(Data records)
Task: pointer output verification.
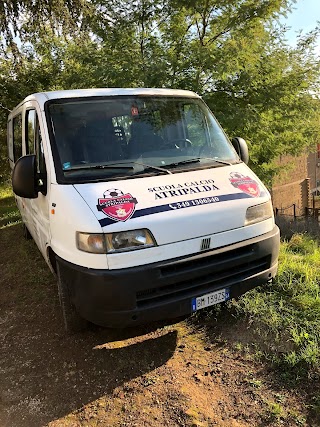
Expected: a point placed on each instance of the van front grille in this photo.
(203, 282)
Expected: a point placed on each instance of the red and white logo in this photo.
(116, 205)
(245, 184)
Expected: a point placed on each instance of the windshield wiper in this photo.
(183, 162)
(84, 167)
(118, 165)
(147, 167)
(197, 160)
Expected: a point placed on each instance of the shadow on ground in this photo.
(45, 374)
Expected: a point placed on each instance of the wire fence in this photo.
(293, 219)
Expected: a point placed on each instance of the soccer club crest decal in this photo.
(116, 205)
(245, 184)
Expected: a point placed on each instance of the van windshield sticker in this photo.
(245, 184)
(116, 205)
(182, 204)
(177, 190)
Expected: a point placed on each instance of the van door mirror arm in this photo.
(241, 147)
(41, 178)
(24, 177)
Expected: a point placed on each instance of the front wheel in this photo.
(73, 322)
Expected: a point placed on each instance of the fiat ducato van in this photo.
(139, 203)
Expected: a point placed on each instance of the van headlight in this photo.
(259, 213)
(129, 240)
(115, 242)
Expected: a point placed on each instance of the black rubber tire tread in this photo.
(73, 322)
(26, 232)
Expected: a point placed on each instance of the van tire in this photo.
(26, 232)
(73, 322)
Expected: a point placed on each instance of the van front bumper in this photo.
(163, 290)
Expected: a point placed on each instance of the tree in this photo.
(231, 52)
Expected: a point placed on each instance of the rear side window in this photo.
(17, 137)
(30, 131)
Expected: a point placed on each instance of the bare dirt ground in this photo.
(194, 372)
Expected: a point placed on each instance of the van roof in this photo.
(42, 97)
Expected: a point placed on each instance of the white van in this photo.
(139, 203)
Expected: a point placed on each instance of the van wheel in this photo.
(26, 232)
(72, 321)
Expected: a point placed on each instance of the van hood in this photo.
(179, 206)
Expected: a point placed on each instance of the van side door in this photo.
(37, 209)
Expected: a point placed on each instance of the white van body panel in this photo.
(72, 214)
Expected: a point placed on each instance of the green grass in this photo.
(9, 214)
(286, 314)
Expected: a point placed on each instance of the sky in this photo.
(304, 16)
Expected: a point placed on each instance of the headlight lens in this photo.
(94, 243)
(129, 240)
(259, 213)
(115, 242)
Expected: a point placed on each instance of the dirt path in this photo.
(178, 374)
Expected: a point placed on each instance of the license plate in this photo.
(210, 299)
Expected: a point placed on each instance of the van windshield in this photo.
(127, 136)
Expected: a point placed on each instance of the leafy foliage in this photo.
(287, 313)
(231, 52)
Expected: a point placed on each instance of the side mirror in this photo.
(24, 177)
(240, 145)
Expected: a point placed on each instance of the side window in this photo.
(30, 131)
(195, 123)
(17, 137)
(10, 141)
(41, 164)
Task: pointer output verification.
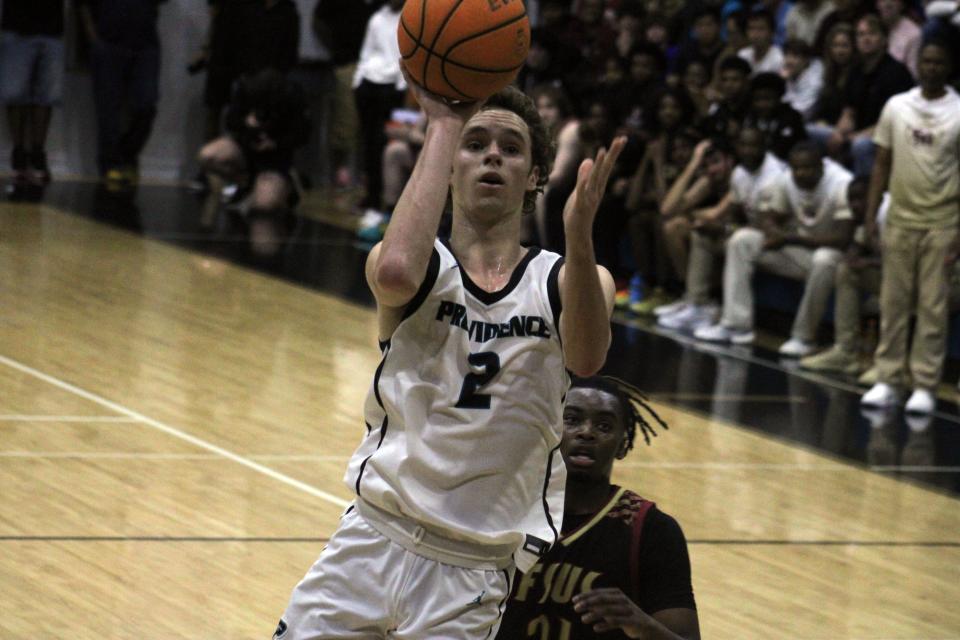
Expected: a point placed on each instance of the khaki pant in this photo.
(851, 285)
(914, 279)
(344, 122)
(745, 253)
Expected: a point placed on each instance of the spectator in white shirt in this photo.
(762, 54)
(379, 88)
(804, 77)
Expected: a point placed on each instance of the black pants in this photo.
(128, 78)
(375, 102)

** WHAT TO DO **
Only the lines from the one bearing "Expected: a point placed on each instance of the black pants" through the end of the entries above belong in the answer, each one exactly as given.

** TASK SOLUTION **
Expected: a point placed on each instance of the black pants in this photo.
(128, 78)
(375, 102)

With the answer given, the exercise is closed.